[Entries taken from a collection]
-- Opening Marker --
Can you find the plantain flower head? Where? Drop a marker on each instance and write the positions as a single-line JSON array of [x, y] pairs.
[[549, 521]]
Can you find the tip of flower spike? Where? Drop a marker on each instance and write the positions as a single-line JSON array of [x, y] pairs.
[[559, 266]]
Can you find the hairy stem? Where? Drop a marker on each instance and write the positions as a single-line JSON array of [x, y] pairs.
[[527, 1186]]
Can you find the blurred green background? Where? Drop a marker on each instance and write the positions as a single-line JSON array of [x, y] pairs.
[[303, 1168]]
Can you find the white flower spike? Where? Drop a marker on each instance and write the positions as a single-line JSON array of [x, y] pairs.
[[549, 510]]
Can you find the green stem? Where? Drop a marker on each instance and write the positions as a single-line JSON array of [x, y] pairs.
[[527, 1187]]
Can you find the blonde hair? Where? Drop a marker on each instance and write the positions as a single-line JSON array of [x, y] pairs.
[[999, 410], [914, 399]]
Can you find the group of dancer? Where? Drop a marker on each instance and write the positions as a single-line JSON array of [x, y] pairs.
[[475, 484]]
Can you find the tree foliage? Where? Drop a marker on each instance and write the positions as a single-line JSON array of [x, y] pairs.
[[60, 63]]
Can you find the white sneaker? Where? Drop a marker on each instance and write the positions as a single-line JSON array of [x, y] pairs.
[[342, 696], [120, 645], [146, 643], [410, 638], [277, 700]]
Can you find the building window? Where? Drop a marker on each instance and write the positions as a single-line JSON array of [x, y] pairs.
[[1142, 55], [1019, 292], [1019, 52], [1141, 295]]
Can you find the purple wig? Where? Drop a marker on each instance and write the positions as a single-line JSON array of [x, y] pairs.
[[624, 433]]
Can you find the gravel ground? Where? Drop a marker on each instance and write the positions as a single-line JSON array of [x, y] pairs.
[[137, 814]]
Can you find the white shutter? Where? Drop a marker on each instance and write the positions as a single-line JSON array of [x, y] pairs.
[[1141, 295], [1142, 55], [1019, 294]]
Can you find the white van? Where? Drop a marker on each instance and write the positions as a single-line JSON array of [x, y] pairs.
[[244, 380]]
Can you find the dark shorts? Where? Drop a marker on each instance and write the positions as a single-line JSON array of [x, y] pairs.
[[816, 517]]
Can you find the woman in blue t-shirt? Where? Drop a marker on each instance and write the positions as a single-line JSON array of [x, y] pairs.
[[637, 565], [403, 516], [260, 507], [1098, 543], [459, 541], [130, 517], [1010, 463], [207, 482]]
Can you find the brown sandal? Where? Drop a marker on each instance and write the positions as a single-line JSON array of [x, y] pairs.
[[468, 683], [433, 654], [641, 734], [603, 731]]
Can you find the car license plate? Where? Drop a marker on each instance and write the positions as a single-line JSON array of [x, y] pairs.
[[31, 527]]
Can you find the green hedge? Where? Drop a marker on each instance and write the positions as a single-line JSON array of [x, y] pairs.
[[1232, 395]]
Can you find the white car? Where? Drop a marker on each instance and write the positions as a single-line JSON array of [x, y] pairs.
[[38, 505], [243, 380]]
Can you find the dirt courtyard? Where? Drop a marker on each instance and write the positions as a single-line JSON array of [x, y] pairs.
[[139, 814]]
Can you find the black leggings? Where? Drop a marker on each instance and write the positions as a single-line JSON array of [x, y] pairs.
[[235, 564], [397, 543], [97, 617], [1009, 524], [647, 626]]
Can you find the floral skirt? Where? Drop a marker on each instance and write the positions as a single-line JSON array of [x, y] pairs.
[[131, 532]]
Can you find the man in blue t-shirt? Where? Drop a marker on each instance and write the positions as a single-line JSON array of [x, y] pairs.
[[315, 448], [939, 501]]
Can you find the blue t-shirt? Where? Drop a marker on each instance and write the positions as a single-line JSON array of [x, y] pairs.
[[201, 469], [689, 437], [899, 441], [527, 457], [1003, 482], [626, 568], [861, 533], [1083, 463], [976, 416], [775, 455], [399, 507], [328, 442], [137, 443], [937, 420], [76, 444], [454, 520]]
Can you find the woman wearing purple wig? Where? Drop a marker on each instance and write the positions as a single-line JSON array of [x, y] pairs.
-- Closing Marker --
### [Exercise directions]
With nothing left out, return each entry exactly.

### [Expected output]
Can you find the plantain flower head? Where? Drop a marker on each instance and write the positions as a single-line JSON array of [x, y] pairs.
[[549, 521]]
Can you find the tip of flower spike? Where? Drop a marker on each instance and write the positions as a single-line JSON array of [x, y] pairs.
[[559, 266]]
Can you find the hairy stem? Where? Drop a marker on each instance and write the positions as a single-line JSON array of [x, y] pairs.
[[527, 1186]]
Can you find the blurred green background? Where? Drop a marker on each instance and write the positions as a single-line JSON array of [x, y] pairs.
[[303, 1168]]
Can you find the white flower spike? Where? Drop a marker on each instance and write the positions as a single-line JSON array of [x, y] pairs.
[[549, 510]]
Can you find the green stem? Where? Drop a marker on each instance and write the positions as a single-line JSON array of [x, y] pairs.
[[527, 1187]]
Can you find the blonde hair? Where? Drop a marker on each instance and write the positions as a single-line JSON array of [x, y] pairs.
[[999, 410], [914, 399]]
Can you find the group of dancer? Where? Drop a marker on each instance and write the positions as a single-line JSON array of [x, y] pairs.
[[475, 484]]
Can you find the tree foliage? Where? Drop a marker on each instance and write the positions as a single-line JSON array of [x, y] pairs.
[[60, 63]]
Can you find the white sneaker? Where? Drop a marker on each instance and write the positions as a single-line JSON array of [x, y] pairs.
[[342, 696], [120, 645], [146, 643], [410, 638], [277, 700]]
Can you find the building window? Where? Drop a marker on each instance and write the positions as a single-line JSON array of [x, y] pairs.
[[1142, 55], [1019, 292], [1019, 52], [1141, 295]]
Can you find the purple wig? Where? Drop a marker on each instance and write the positions as a single-line JSON array of [x, y] pairs.
[[624, 433]]
Can you find the gravel ground? Where? Drop a marker on each instance and write the positions as a single-line JSON array of [x, y] pairs.
[[137, 814]]
Can you find the white shutter? Where? Drop a marker on each instance and write the positions as a single-line JSON array of [x, y] pairs.
[[1141, 295], [1142, 55], [1019, 294]]
Can you find the white van? Where? Drop a marker on each instance and write the positions as a single-line JSON array of [x, y] pairs.
[[244, 380]]
Can you find the dark shorts? Where? Drop a marker on each instance and write the positions as a single-line JSON array of [x, y] pairs.
[[816, 517]]
Can you find the woman in blue t-shirt? Where? Drop a marker on each instance and write the positions as a single-line JSON array of [x, y] pairs.
[[637, 565], [403, 516], [260, 507], [1098, 543], [459, 541], [130, 517], [1010, 463], [207, 482]]
Can you find the brown sandal? Where? Drop a marker on each instance and write the positions as a single-line JSON array of [x, y] pairs.
[[468, 683], [433, 654], [641, 734], [603, 731]]
Can you find the car license plate? Where? Drop a marker on each instance and write the positions as a single-line JSON array of [x, y] pairs.
[[31, 527]]
Can you find the green hedge? Where? Drop a marker on each instance and write the positions as a single-line JSON array of [x, y] pairs.
[[1232, 395]]
Can you find the white car? Where? Drop a marker on each instance and write the positions as a single-line JSON array of [x, y] pairs.
[[38, 505], [243, 380]]
Can you find the dirt courtyard? Where? Drop a marker on each instance and write the positions as a single-line JSON array of [x, y] pairs.
[[139, 814]]
Can you find the black leggings? Where? Drop a marker on each instance and write the positions as a single-line JSON array of [x, y] pairs.
[[235, 564], [397, 543], [97, 617], [1009, 524], [647, 626]]
Can you find the floral skirt? Where? Drop a marker on each instance and write the positions as a single-line JSON array of [x, y] pairs.
[[131, 532]]
Can you find the man in blue t-shirt? Where? Drop a marker on each instance and write the positions as a single-line JSON array of [x, y] pairs.
[[315, 448], [939, 501]]
Can you find the blue t-shirt? Where? Drop a marker on each instance and write the positions as a single-line JSON array of [x, y] pairs.
[[201, 469], [689, 437], [899, 441], [527, 457], [1003, 482], [626, 568], [861, 533], [1083, 463], [976, 416], [775, 455], [399, 507], [328, 442], [137, 443], [937, 420], [76, 444], [454, 520]]
Can you find the woman wearing purple wig? Where? Drop a marker on each instance and write the positions as a single-line JSON array of [x, y] pairs.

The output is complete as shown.